Problem statement
Put the lines of the items below into a Markdown table with the columns Row and Line, starting at the line containing "boulder in the photograph above." and continuing through the last line of the items. Number each row and leave out any blank lines.

Provided data
"""

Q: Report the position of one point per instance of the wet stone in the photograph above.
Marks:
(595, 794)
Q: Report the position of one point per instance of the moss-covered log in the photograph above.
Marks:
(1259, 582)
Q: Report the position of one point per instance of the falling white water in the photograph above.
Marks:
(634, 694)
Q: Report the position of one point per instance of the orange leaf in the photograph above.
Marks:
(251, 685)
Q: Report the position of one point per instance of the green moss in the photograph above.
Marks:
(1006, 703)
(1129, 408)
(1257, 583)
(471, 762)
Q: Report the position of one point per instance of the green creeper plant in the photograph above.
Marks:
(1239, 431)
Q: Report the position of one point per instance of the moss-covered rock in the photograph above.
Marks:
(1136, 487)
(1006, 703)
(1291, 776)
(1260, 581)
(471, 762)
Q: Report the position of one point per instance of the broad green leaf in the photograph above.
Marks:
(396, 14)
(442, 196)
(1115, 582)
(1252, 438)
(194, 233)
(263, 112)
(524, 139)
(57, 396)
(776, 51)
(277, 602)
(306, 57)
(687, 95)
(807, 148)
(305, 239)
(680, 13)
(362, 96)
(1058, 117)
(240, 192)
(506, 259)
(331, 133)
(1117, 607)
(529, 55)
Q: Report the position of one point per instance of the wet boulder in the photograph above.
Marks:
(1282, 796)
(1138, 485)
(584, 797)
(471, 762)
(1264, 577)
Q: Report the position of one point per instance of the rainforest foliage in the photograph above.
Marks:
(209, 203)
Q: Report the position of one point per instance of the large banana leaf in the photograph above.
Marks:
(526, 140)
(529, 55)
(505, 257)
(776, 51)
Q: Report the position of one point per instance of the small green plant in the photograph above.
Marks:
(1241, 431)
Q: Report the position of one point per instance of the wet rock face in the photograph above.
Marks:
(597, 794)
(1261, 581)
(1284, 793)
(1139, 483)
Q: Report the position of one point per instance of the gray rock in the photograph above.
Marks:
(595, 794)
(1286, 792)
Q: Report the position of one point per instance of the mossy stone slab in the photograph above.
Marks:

"""

In response
| Row | Line |
|---|---|
| 1 | Q: Report the position of one point per instance of the wet boulder in the photograph above. |
| 2 | Marks: |
| 3 | (1282, 796) |
| 4 | (1138, 485) |
| 5 | (584, 797) |
| 6 | (471, 762) |
| 7 | (1264, 577) |
| 8 | Q: Report the position of one point per instance of the rainforest foliage in the photograph above. |
| 9 | Marks: |
| 10 | (209, 203) |
| 11 | Q: Report the position of one point per instance of the large banana leaf in the photograph above. |
| 12 | Marks: |
| 13 | (526, 140) |
| 14 | (529, 55) |
| 15 | (505, 257) |
| 16 | (776, 51) |
| 17 | Q: Report the position of one point per instance of the small green plant in the photograph above. |
| 18 | Marks: |
| 19 | (1241, 431) |
| 20 | Q: Report the position of one point per instance of the wet rock face in the photograph above. |
| 21 | Marks: |
| 22 | (597, 794) |
| 23 | (1261, 581) |
| 24 | (1284, 793) |
| 25 | (1139, 483) |
| 26 | Q: Report the position of one point per instance of the gray rock in the photograph above. |
| 27 | Marks: |
| 28 | (595, 794) |
| 29 | (1286, 792) |
| 30 | Q: Report the position of one point per instance of the mossy stone slab in the photograph above. |
| 31 | Marks: |